#### Task directions
How many lines in the items below contain the string "rocky", matching case exactly? Reply with the number alone.
===== Data for the task
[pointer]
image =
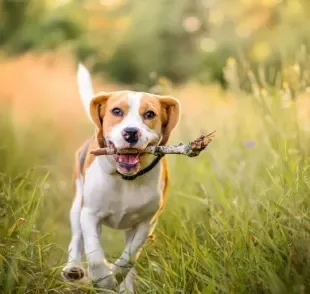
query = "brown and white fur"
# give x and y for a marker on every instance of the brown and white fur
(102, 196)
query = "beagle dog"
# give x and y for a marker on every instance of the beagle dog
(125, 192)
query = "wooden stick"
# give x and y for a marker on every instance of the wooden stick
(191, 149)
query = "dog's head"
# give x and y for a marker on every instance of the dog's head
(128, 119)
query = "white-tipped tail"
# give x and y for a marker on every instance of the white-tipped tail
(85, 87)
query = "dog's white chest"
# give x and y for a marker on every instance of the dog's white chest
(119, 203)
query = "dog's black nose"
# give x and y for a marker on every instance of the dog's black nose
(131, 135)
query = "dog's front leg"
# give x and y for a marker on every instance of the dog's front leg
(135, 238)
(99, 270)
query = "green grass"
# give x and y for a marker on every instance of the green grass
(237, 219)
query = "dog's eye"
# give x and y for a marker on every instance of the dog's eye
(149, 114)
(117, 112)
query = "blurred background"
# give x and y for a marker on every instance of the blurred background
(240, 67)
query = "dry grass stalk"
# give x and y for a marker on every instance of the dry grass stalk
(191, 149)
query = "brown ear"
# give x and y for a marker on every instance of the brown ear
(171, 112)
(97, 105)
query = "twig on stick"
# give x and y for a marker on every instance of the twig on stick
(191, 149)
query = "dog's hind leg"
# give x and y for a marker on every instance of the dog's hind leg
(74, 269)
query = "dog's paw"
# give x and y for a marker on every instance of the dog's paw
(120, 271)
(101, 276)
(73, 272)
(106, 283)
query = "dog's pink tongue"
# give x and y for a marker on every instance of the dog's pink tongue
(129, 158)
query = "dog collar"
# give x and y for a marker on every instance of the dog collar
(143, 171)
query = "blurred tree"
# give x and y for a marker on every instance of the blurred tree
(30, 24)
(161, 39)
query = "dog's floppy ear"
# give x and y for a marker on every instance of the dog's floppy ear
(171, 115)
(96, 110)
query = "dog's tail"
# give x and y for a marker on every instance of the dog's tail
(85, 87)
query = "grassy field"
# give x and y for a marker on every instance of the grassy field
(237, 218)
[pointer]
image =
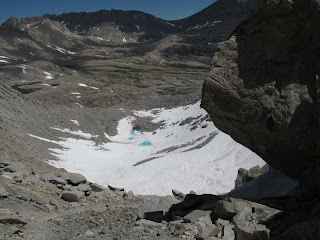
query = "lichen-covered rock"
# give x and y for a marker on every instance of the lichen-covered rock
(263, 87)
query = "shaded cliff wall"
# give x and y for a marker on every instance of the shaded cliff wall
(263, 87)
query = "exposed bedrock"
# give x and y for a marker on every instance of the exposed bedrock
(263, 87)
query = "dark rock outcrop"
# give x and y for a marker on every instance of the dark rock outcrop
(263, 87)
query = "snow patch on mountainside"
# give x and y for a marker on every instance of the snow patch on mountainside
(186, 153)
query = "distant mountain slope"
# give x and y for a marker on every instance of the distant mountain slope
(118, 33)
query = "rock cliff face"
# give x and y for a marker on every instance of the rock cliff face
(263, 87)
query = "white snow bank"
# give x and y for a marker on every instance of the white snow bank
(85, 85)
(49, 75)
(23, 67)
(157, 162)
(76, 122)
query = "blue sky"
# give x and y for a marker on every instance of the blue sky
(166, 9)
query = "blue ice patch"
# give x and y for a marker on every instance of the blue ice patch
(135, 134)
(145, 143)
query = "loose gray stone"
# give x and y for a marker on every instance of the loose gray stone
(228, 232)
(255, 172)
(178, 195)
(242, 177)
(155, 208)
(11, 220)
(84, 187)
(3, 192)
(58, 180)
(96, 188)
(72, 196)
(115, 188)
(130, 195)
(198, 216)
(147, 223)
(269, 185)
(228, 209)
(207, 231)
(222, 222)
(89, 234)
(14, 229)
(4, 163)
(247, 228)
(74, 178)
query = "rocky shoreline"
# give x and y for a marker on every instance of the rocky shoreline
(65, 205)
==========
#### The reply
2